■ PROMPT ■
The whole listing should be retyped exactly as it appears.

■ PROVIDED ENTRIES ■
%%

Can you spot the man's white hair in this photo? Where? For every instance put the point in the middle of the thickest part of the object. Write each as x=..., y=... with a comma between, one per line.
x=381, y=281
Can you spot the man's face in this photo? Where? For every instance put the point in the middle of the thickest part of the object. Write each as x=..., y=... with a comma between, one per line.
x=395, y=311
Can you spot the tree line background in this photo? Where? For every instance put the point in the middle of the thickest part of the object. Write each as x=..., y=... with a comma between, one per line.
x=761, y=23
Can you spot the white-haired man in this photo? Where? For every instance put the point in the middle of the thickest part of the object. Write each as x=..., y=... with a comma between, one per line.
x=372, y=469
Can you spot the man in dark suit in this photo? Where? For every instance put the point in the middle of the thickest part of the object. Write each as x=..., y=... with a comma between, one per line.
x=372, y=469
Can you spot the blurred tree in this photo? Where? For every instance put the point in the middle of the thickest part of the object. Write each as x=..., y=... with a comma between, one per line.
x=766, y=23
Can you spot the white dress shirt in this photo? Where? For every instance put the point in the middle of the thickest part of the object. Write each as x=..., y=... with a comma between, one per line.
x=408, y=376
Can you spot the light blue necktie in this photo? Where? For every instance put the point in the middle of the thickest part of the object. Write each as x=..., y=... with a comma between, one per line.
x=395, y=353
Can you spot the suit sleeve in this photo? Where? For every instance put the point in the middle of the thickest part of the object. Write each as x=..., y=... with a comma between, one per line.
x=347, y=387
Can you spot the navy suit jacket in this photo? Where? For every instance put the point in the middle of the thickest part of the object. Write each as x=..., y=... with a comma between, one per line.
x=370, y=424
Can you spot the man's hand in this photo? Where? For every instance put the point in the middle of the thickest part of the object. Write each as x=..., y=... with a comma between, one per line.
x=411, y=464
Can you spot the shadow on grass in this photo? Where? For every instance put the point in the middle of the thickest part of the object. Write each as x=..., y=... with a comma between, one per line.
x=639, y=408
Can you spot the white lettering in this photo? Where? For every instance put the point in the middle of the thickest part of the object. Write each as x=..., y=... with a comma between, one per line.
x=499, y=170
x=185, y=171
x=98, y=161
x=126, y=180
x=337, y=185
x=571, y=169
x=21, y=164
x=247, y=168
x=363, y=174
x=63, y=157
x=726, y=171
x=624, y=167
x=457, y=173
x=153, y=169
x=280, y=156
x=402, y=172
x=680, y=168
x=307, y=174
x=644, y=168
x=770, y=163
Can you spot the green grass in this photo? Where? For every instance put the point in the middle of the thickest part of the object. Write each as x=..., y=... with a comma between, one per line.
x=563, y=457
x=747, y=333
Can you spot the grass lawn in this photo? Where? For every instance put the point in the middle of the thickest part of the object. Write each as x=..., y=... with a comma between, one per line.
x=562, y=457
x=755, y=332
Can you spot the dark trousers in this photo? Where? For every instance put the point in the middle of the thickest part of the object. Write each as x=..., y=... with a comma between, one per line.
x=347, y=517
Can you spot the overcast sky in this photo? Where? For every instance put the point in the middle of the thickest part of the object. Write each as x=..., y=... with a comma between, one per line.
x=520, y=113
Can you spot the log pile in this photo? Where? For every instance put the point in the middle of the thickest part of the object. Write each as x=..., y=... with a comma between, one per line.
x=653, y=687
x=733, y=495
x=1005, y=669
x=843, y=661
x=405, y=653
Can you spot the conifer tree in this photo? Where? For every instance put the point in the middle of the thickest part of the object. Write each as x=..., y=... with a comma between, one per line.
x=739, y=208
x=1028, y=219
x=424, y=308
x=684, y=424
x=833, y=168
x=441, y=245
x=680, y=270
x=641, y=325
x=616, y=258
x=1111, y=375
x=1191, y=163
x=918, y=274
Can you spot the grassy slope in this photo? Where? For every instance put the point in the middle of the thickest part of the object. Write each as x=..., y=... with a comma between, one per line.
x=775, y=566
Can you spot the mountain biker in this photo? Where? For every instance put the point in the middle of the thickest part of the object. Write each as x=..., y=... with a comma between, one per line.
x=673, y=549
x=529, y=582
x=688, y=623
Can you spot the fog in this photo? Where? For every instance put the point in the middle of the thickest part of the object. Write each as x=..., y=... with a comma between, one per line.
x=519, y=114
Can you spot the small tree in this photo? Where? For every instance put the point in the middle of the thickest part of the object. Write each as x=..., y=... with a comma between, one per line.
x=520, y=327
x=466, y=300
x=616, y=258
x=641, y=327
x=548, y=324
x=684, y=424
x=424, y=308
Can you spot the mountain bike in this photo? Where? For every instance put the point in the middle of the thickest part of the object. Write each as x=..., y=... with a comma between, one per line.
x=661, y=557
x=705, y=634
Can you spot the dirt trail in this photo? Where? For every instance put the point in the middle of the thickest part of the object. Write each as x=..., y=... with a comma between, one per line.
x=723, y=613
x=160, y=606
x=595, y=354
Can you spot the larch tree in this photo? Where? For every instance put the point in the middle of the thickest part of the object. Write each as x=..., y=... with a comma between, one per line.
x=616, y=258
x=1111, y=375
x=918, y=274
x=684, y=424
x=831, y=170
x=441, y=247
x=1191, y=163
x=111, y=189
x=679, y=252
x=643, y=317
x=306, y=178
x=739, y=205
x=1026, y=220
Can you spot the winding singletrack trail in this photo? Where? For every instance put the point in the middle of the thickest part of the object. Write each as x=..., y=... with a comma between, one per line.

%%

■ TASK RESULT ■
Can you spot the man's white hair in this photo? Where? For every instance put the point in the middle of the thickest part of the object. Write each as x=..., y=... with a comma between, one per line.
x=381, y=281
Can you spot the man's face in this photo? Where? For every instance put the point in the middle of the thickest part of the object. Write each as x=..., y=... with a comma between, one per line.
x=395, y=311
Can you spot the tree line background in this photo? Where? For every instance put the point in the middle of the thickest part of the object. Write each as x=..., y=... with a comma between, one per line.
x=761, y=23
Can you spot the white-haired man in this photo? Where? For every instance put the point in the middle of the thickest part of the object. Write each as x=..., y=... with a comma between, one per line.
x=372, y=469
Can you spot the man in dark suit in this photo? Where? For every instance put the point in the middle of the thickest part of the object. Write each as x=..., y=... with a comma between, one per line.
x=372, y=469
Can you spot the blurred tree in this photo? Where? For every instance put the point in the middle of the thickest part of the object. Write each as x=..., y=... with a comma between, one per line.
x=766, y=23
Can you spot the white dress shirt in this photo? Where? For every instance put the point in the middle of the thickest part of the object. Write each as x=..., y=... with a comma between, one per line.
x=408, y=376
Can you spot the light blue necktie in this photo? Where? For every instance put the point in the middle of the thickest part of the object. Write each as x=..., y=... with a comma between, one per line.
x=395, y=353
Can you spot the suit sleeve in this photo? Where? For every instance put the point in the middle of the thickest part of the object. Write each as x=..., y=... with a comma between, one per line.
x=347, y=387
Can you spot the navy suit jacket in this photo? Where? For every instance put the point in the middle of the thickest part of the object. Write each as x=..., y=... with a comma between, one per line.
x=370, y=424
Can you spot the man's hand in this photo? Where? For every instance put the point in the middle of the thickest part of the object. Write each as x=..., y=... with a comma between, one per line.
x=411, y=464
Can you spot the shadow on grass in this photo? Where? For every instance put the point in the middle of the thickest part of the object. Write each as x=..., y=... with a comma between, one per line.
x=639, y=408
Can you spot the white lettering in this photo? Where? For every instance put the point in the middle of the thickest part of the object. Write each as x=..., y=... with a comma between, one per line.
x=499, y=170
x=185, y=171
x=98, y=161
x=126, y=180
x=337, y=185
x=571, y=169
x=21, y=164
x=247, y=168
x=363, y=174
x=63, y=157
x=726, y=171
x=624, y=167
x=457, y=173
x=153, y=169
x=280, y=156
x=402, y=172
x=680, y=168
x=307, y=174
x=644, y=168
x=770, y=163
Can you spot the green grass in this photo? Where? For every instance put the point in the middle of the thickest part of the object. Write each as x=..., y=... with a comma between, one per line.
x=563, y=457
x=747, y=333
Can you spot the grass lawn in this photo? Where? For every instance put the point in the middle of the thickest part of the object. Write each as x=..., y=... with a comma between, one per line.
x=562, y=457
x=755, y=332
Can you spot the dark trousers in this photo? Where? For every instance put the point in the middle of the thickest part of the object. Write each as x=..., y=... with a comma between, one per line.
x=347, y=517
Can you spot the overcast sky in this photo? Where? For every instance put the point in the middle of the thickest part of the object. Write each as x=..., y=... with a comma between, one per line.
x=520, y=113
Can you spot the log pile in this photo? Where? For every instance put the point in the middle of the thickest part of the object. Write each as x=..., y=... with a comma between, one per line.
x=653, y=687
x=733, y=495
x=1005, y=669
x=843, y=661
x=405, y=653
Can you spot the conifer tree in this photo? Where? For every instance put the point in the middle of the thickest part of the object. Write each as x=..., y=... with a comma between, one per line.
x=739, y=208
x=1028, y=219
x=424, y=308
x=684, y=424
x=833, y=168
x=441, y=245
x=680, y=270
x=641, y=325
x=616, y=258
x=1111, y=375
x=1191, y=163
x=918, y=274
Can you spot the grassy slope in this photo? Where? For every instance put the point in the middle of the thickest part of the object. Write each as x=..., y=... with a comma between, one per line.
x=775, y=566
Can you spot the mountain biker in this photo? Where? For every instance put the point in the middle of the thickest part of the object. Write each as x=..., y=... with a comma between, one per line.
x=673, y=549
x=529, y=582
x=688, y=623
Can you spot the fog in this photo? Where? For every instance put the point in the middle of the thickest part of the object. Write each as x=..., y=... with a comma between, one per line.
x=519, y=114
Can you spot the small tree in this photo? Where? For every instance put the point in the middle of the thickest part of the object. Write each as x=..., y=... with a comma between, one per line.
x=520, y=327
x=466, y=300
x=616, y=258
x=641, y=327
x=548, y=324
x=684, y=424
x=424, y=308
Can you spot the mountain bike in this photo? Where? For every instance put the point in the middle of the thickest part of the object. Write each as x=..., y=... with a comma between, one per line.
x=661, y=557
x=705, y=634
Can you spot the dirt trail in this photo? Where? For every instance put the point in the middle of the thickest part of the object. Write each as x=..., y=... with a comma between, one per line.
x=723, y=613
x=160, y=606
x=595, y=354
Can you spot the larch tree in this photo? Where? For every instance put the point in the middle of the thickest part of the object. Write each as x=..., y=... with a comma between, one per line.
x=616, y=258
x=1111, y=375
x=918, y=274
x=684, y=424
x=831, y=170
x=441, y=247
x=1191, y=163
x=111, y=189
x=679, y=252
x=643, y=317
x=306, y=178
x=739, y=205
x=1026, y=220
Can you spot the winding singletrack trail in this photo? Where? For every instance put the point in the middle of the thickest part of the object. Write each as x=..., y=... with a comma between, one per line.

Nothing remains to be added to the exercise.